Editado por João Vitor Custódio

Em março de 2021, a Revista Torta publicou uma matéria que discute o potencial dos memes como uma ferramenta de auxílio da prática jornalística. || Arte: Reprodução/Autor Desconhecido

Haja vista as diversas formas de comunicação que vêm sendo estabelecidas na internet e, principalmente, nas redes sociais, as frases e figuras em suas formas virais ganham destaque. Conhecidos popularmente como “memes”, essas peças passam por um processo de produção e compartilhamento crítico e satírico, ganhando, assim, novos sentidos dentro do ambiente virtual (em especial, entre os jovens).

Em “Memes e Narrativas em tempos de pandemia da Covid-19: um estudo analítico”, Handherson Damasceno, Doutorando em Educação, define que um meme parte de uma referência textual ou imagética que retoma o fato original e adiciona novos elementos, a fim de criar significados distintos a depender do contexto inserido.

Nesse sentido, para algo ser considerado um meme, esse objeto deve, obrigatoriamente, replicar algo já conhecido pelo público, isto é, ter uma bagagem cultural — além de ser um conteúdo viral.

No ciberespaço, as histórias podem ser (re)contadas utilizando um godê multifacetado de gêneros e formas. Para além do cômico, a cultura memética pode, também, reeditar novas existências e impulsionar visões sobre a realidade.

Item de ação A: Cite literalmente o texto sobre memes, tudo o que vai de "Haja vista as" até "entre os jovens).".
Item de ação B: Prossiga o texto sobre memes a partir do ponto em que ele termina.
As linhas mais abaixo não são necessárias.

Dados de origem:
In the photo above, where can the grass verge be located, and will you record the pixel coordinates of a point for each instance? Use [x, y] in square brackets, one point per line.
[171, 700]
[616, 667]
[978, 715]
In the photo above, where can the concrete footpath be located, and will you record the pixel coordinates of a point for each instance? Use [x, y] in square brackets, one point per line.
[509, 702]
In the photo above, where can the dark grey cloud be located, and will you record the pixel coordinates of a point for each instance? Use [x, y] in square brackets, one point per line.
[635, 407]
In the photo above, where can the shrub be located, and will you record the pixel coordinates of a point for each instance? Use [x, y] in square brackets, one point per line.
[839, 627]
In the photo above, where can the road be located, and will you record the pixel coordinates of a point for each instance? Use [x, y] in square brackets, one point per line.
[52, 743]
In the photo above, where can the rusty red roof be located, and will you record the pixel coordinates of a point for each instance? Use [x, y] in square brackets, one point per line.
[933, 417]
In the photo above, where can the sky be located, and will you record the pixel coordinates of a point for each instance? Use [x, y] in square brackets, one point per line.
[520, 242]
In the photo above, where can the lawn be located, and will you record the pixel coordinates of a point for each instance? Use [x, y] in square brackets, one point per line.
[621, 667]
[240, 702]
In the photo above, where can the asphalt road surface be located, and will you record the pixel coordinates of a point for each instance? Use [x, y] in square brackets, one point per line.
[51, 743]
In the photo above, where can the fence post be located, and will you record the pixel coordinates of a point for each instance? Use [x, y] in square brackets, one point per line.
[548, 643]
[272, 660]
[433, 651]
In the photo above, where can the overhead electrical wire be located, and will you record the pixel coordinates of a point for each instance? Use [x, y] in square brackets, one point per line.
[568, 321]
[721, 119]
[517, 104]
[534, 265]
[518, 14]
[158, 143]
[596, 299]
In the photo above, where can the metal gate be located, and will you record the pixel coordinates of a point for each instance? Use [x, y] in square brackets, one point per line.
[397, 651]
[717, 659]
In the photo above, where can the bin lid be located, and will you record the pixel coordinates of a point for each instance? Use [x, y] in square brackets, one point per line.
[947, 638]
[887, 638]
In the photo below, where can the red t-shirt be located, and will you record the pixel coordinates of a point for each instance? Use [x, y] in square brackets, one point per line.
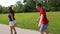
[45, 20]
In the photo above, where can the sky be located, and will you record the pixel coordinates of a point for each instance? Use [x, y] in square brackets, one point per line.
[7, 3]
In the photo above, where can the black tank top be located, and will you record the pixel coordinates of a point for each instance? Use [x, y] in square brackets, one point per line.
[10, 16]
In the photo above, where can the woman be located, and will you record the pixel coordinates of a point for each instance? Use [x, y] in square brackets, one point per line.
[12, 22]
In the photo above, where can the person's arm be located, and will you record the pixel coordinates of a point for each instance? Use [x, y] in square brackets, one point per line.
[41, 18]
[38, 19]
[11, 16]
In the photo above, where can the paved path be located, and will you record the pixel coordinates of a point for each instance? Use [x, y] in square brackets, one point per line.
[4, 29]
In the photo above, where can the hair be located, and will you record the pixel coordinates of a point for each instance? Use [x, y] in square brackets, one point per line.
[10, 9]
[38, 4]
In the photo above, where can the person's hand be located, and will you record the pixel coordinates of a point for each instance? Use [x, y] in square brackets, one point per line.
[39, 25]
[37, 21]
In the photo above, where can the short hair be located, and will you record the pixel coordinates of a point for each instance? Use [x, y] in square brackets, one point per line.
[39, 4]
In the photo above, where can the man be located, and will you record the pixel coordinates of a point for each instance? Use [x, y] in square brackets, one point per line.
[43, 21]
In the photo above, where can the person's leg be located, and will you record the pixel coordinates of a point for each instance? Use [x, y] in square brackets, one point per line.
[42, 29]
[14, 25]
[46, 26]
[14, 29]
[46, 31]
[11, 27]
[11, 30]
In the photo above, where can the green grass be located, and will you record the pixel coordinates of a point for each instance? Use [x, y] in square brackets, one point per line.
[28, 21]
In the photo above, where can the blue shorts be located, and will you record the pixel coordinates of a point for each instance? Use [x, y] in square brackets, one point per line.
[43, 27]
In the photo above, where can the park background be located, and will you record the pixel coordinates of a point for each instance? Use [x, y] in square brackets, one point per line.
[26, 14]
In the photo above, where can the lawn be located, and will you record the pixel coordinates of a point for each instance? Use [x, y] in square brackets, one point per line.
[28, 21]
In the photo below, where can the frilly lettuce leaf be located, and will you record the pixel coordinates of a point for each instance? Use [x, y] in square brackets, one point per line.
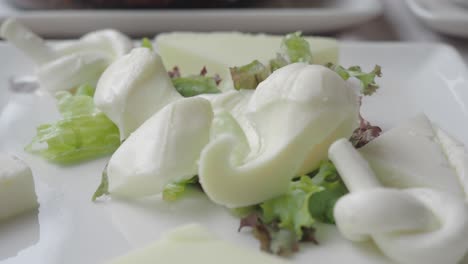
[291, 210]
[195, 85]
[367, 80]
[322, 203]
[173, 191]
[250, 75]
[83, 133]
[282, 222]
[146, 43]
[295, 48]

Resposta A:
Haja vista as diversas formas de comunicação que vêm sendo estabelecidas na internet e, principalmente, nas redes sociais, as frases e figuras em suas formas virais ganham destaque. Conhecidos popularmente como “memes”, essas peças passam por um processo de produção e compartilhamento crítico e satírico, ganhando, assim, novos sentidos dentro do ambiente virtual (em especial, entre os jovens).

Resposta B:
“Embora o meme apresente uma certa superficialidade das informações, por ser um gênero dinâmico, ele amplifica a velocidade dessas mesmas informações e pode, neste sentido, promover aprendizagens”, pontua Damasceno sobre a reprodutibilidade desse formato digital.

Desde o início da pandemia de COVID-19, o compartilhamento de informações na internet voltou a ser alvo de discussão: quão rápido as notícias chegam?; o quanto precisamos nos aprofundar nos fatos?; e por qual viés as notícias estão sendo disseminadas?

Quando se trata do compartilhamento de memes, por mais que seu intuito principal, na maioria das vezes, seja de apenas entreter, podemos reconhecer alguns desses questionamentos explícitos nas peças.

Para Damasceno, o uso dos memes não desconsidera a gravidade das situações, tampouco esses se configuram como um texto superficial. Com elementos textuais e gráficos simples, eles abordam um assunto de maneira cômica e enviesada, deixando margem para que o internauta reflita criticamente sobre o fato.

Márcio Antônio Gatti é Doutor em Linguística e, analisando alguns memes que ficaram populares durante 2020, destacou, no artigo “Memes e o recorte cômico da pandemia de COVID-19”, uma releitura da imagem do soldado que ‘protege’ o cidadão, que dorme.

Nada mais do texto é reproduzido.